### Supplied text
Subsequently, Ikeazor became the Vice President for Business Development and Government Relations for the United States firm Good Works International (GWI) Consulting, from 2003 to 2008. There she provided consulting and advisory services to the Oil and Gas / Energy Sector stakeholders in Nigeria. She was the principal consultant for General Electric (GE) on the National Integrated Power Project (NIPP) with the Federal Government of Nigeria. She also oversaw the development of other emergent business opportunities in Africa in her time at GWI.

Ikeazor was eventually a legal representative for Aso Energy Resources, Ltd, Abuja for two years, 2008–2010, before her foray into politics.

==Politics==
In 2011, she contested and won the position of National Women leader of the Congress for Progressive Change (CPC) Party. She used her platform to champion capacity building for women by partnering with the International Republican Institute (IRI) and the United Nations Development Programme (UNDP) to train women for leadership and political roles in Nigeria.

With the merger of three political parties in Nigeria in 2013, Ikeazor emerged the Interim National Women leader of the All Progressives Congress (APC) – until her appointment to the APC Board of Trustees in 2014, a position she holds till date. During her tenure as the Women Leader, she established the APC Young Women's Forum to mentor and sponsor young female politicians. In 2016, she emerged APC Senatorial Candidate for Anambra Central Zone. On August 21, 2019, she was appointed by President Buhari as the Minister of State Environment.

==Charity==
Ikeazor has continued to organize and participate in leadership, training and mentoring of young women and other socially disadvantaged persons.

She has carried on the philanthropy work of her late father, Chimezie Ikeazor (SAN), founder of the Non-Governmental Organization (NGO), Free Legal Aid for the Poor in Nigeria. The organization which she now oversees provides reimbursements for legal services offered to under-served citizens living below the poverty line. Similarly, she runs a prison outreach program that pays the fines of those awaiting trial as well as providing free legal representation for some of the inmates.

She founded The Wakiliyan Mata Empowerment Initiative, an NGO for Internally Displaced Women, which avails them of interest-free loans to start small scale businesses. Ikeazor is the Vice President of Women in Politics Forum (WIPF) which she also co-founded to build the capacity of female politicians across political lines.

### Data provided
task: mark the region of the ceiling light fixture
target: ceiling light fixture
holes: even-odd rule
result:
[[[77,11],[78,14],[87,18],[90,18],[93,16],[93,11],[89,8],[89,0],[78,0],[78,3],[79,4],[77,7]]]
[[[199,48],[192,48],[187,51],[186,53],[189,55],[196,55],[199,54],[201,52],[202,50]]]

### Required tasks
a) In the Ikeazor biography, what position did she contest and win in 2011?
b) Reproduce the Ikeazor biography from "Subsequently, Ikeazor became" up to and including "foray into politics.".
The material comes from a source unrelated to the Ikeazor biography.

### Responses to the tasks
a) She won the position of National Women leader of the Congress for Progressive Change (CPC) Party.

b)
Subsequently, Ikeazor became the Vice President for Business Development and Government Relations for the United States firm Good Works International (GWI) Consulting, from 2003 to 2008. There she provided consulting and advisory services to the Oil and Gas / Energy Sector stakeholders in Nigeria. She was the principal consultant for General Electric (GE) on the National Integrated Power Project (NIPP) with the Federal Government of Nigeria. She also oversaw the development of other emergent business opportunities in Africa in her time at GWI.

Ikeazor was eventually a legal representative for Aso Energy Resources, Ltd, Abuja for two years, 2008–2010, before her foray into politics.